TASK: Give the listing again exactly, omitting its images.

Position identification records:
────

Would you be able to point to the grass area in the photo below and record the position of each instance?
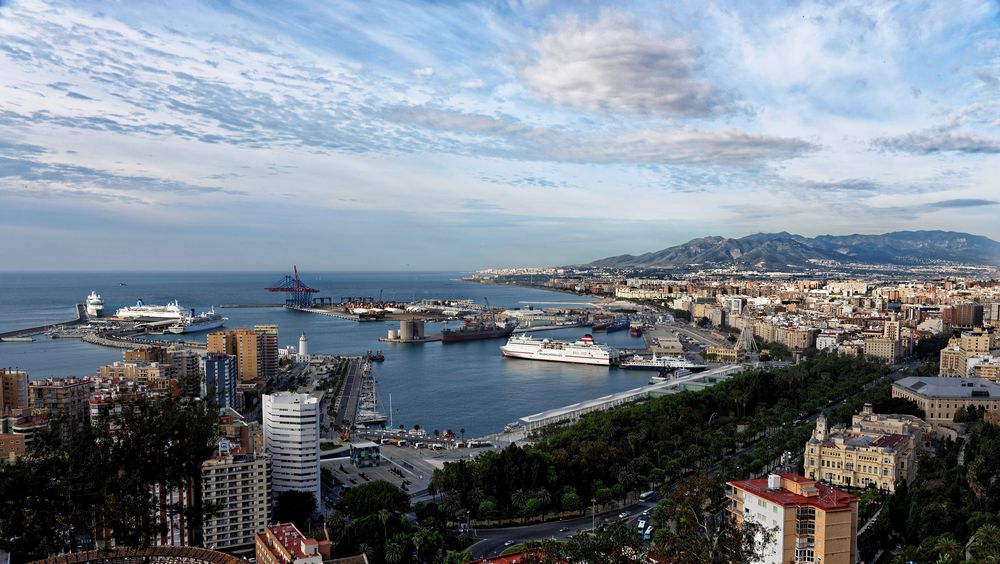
(515, 548)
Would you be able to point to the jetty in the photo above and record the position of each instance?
(20, 335)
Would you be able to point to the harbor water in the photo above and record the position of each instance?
(461, 385)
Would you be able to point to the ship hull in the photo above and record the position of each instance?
(461, 336)
(570, 359)
(196, 327)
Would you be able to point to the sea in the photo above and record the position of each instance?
(456, 386)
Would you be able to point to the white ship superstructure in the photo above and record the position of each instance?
(170, 311)
(662, 362)
(95, 304)
(201, 322)
(584, 351)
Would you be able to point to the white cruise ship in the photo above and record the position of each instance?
(584, 351)
(204, 321)
(95, 304)
(170, 311)
(662, 362)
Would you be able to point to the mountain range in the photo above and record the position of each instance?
(778, 251)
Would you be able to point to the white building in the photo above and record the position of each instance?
(291, 436)
(239, 485)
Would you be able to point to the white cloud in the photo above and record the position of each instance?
(612, 65)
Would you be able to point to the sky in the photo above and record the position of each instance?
(238, 135)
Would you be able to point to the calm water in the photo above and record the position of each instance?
(434, 385)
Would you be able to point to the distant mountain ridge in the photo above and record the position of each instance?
(776, 251)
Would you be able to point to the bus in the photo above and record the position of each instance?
(651, 495)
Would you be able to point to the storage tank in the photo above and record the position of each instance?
(406, 330)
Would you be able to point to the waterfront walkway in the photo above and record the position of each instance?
(573, 412)
(81, 317)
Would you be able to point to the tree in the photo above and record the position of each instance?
(687, 527)
(371, 497)
(295, 507)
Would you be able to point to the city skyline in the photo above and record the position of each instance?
(439, 136)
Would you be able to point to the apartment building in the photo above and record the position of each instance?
(813, 523)
(13, 389)
(64, 397)
(291, 436)
(238, 484)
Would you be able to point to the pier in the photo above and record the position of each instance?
(19, 335)
(571, 413)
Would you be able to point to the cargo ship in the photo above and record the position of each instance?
(584, 351)
(476, 331)
(201, 322)
(662, 362)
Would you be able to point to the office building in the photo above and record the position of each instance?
(267, 344)
(220, 378)
(13, 390)
(940, 398)
(238, 484)
(284, 544)
(67, 398)
(291, 436)
(814, 523)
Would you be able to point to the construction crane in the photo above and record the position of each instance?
(299, 294)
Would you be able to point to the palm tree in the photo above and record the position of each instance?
(383, 516)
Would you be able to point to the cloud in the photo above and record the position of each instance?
(962, 203)
(939, 140)
(612, 65)
(509, 138)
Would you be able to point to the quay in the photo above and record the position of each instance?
(571, 413)
(346, 404)
(18, 335)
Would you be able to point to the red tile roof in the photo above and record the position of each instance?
(829, 499)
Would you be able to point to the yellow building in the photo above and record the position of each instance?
(878, 450)
(813, 522)
(886, 350)
(952, 362)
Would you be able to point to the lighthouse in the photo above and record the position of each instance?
(303, 348)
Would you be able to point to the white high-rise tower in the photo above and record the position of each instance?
(303, 347)
(291, 436)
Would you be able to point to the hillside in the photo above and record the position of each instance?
(783, 250)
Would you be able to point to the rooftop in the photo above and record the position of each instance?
(937, 387)
(826, 498)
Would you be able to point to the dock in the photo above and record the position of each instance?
(575, 411)
(18, 335)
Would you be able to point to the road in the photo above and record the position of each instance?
(491, 541)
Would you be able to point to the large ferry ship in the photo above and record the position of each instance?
(170, 311)
(662, 362)
(477, 330)
(95, 304)
(584, 351)
(201, 322)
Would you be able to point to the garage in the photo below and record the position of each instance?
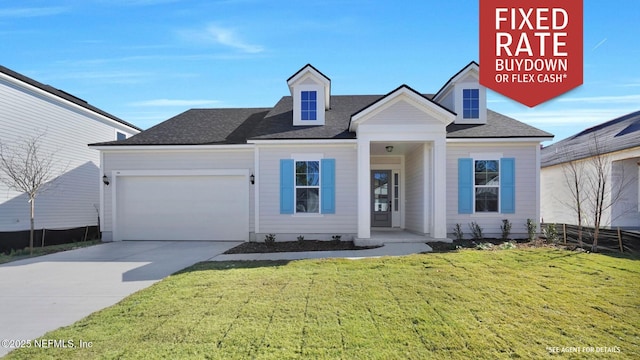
(182, 206)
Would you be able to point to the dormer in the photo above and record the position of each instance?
(311, 93)
(464, 95)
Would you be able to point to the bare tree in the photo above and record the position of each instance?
(26, 167)
(574, 177)
(592, 191)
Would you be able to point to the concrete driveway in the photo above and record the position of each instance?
(44, 293)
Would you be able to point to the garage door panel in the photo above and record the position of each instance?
(208, 207)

────

FINAL ANSWER:
Would you be able to point to the grass area in the photo below and record the position of each instance?
(515, 548)
Would you be able to point to the jetty in the photo above and record the position of each instance?
(20, 335)
Would you be able to point to the harbor water in the photo above and record the position of each instance?
(461, 385)
Would you be able to point to the ship hull in the photo above and record the position of each instance?
(461, 336)
(570, 359)
(196, 327)
Would you be able to point to the sea in the photo above and record the position of each instance?
(456, 386)
Would you be able to point to the white ship superstructure in the photo above and record the position of each instance?
(170, 311)
(662, 362)
(95, 304)
(201, 322)
(584, 351)
Would you be able to point to the white cruise ship in the photo above and record the position of each instance?
(584, 351)
(204, 321)
(95, 304)
(170, 311)
(662, 362)
Would you be able to point to the mountain range in the photo above and record the position of each instance?
(778, 251)
Would you be able to point to the white building in the photo above and record the position of each instance?
(291, 436)
(239, 485)
Would you be able to point to the white cloud in the photo above and record the position of each instance?
(612, 65)
Would you be able to point to the sky in the photo above and record the position of each instance?
(238, 135)
Would you be able to point to the calm water in the photo above and record the position of each instance?
(434, 385)
Would you be able to point to the distant mountain ridge in the photo above and record the position of each instance?
(776, 251)
Would you be able to point to the bus in the photo above and record the position of each instance?
(651, 495)
Would you be able to point to the storage tank in the photo above and record the position of each instance?
(406, 330)
Would you be able to point to the waterfront walkway in the photo above and record the position of each instance?
(573, 412)
(81, 317)
Would you be able to point to the tree in the photo above and record the position of each instance?
(687, 527)
(371, 497)
(295, 507)
Would you be able to point to the city skyline in the photo above and record the position of each instance?
(439, 136)
Would you be able to point to the apartment building in the photo above and record the position of each instance?
(813, 523)
(13, 389)
(64, 397)
(291, 436)
(238, 484)
Would you be able to point to the pier in the photo above and record the position of each instance?
(19, 335)
(571, 413)
Would you be able to point to the cargo ship in the photo above and record the position of each instance?
(584, 351)
(476, 331)
(201, 322)
(662, 362)
Would you be able to point to the office building in the photo above and record the position of each instance?
(267, 344)
(220, 378)
(13, 390)
(940, 398)
(238, 484)
(284, 544)
(67, 398)
(291, 436)
(814, 523)
Would you be able to point to the construction crane in the photo above and record the position of each instance?
(299, 294)
Would you be able to point to the palm tree in the photo above and record the position of each instance?
(383, 516)
Would you be able to point to the cloud in the photo above and record the position of each instance?
(962, 203)
(939, 140)
(612, 65)
(509, 138)
Would you be able to point to the quay in the photo above and record the position of each instance?
(571, 413)
(346, 404)
(18, 335)
Would you be able to point to the red tile roof in the photo above and record the position of each instance?
(829, 499)
Would you be able to point to the yellow building in the photo above and record the position of each instance?
(878, 450)
(813, 522)
(886, 350)
(952, 362)
Would you be able to point to the lighthouse in the photo above and record the position of each instance?
(303, 348)
Would you be able to point to the white high-rise tower in the photo above and record the position of each instance?
(303, 347)
(291, 436)
Would you be able to point to the hillside in the photo above and record the position of each instance?
(783, 250)
Would you be able to point to the rooftop in the photo above and record the position of each instance?
(937, 387)
(826, 498)
Would you be able to point to the dock in the photo above and record the position of each instance?
(575, 411)
(18, 335)
Would you be able to point to the road in the photo above and record the position of each instance?
(491, 541)
Would you be able to point to the large ferry ship in the photo above and record the position of each instance?
(170, 311)
(662, 362)
(477, 330)
(95, 304)
(584, 351)
(201, 322)
Would you be able to point to the garage in the photo below and record the position of each instance?
(182, 206)
Would you be able to point to the dormer in the photo above and record the position of each instance?
(311, 93)
(464, 95)
Would you be able to point to the bare tree in the photo above and record the position of each instance?
(26, 167)
(574, 177)
(592, 191)
Would you be able to point to the concrete driveway in the photo above and record the position of each instance?
(44, 293)
Would you be able to point to the garage door panel in the photo above and record the position of each instance?
(208, 207)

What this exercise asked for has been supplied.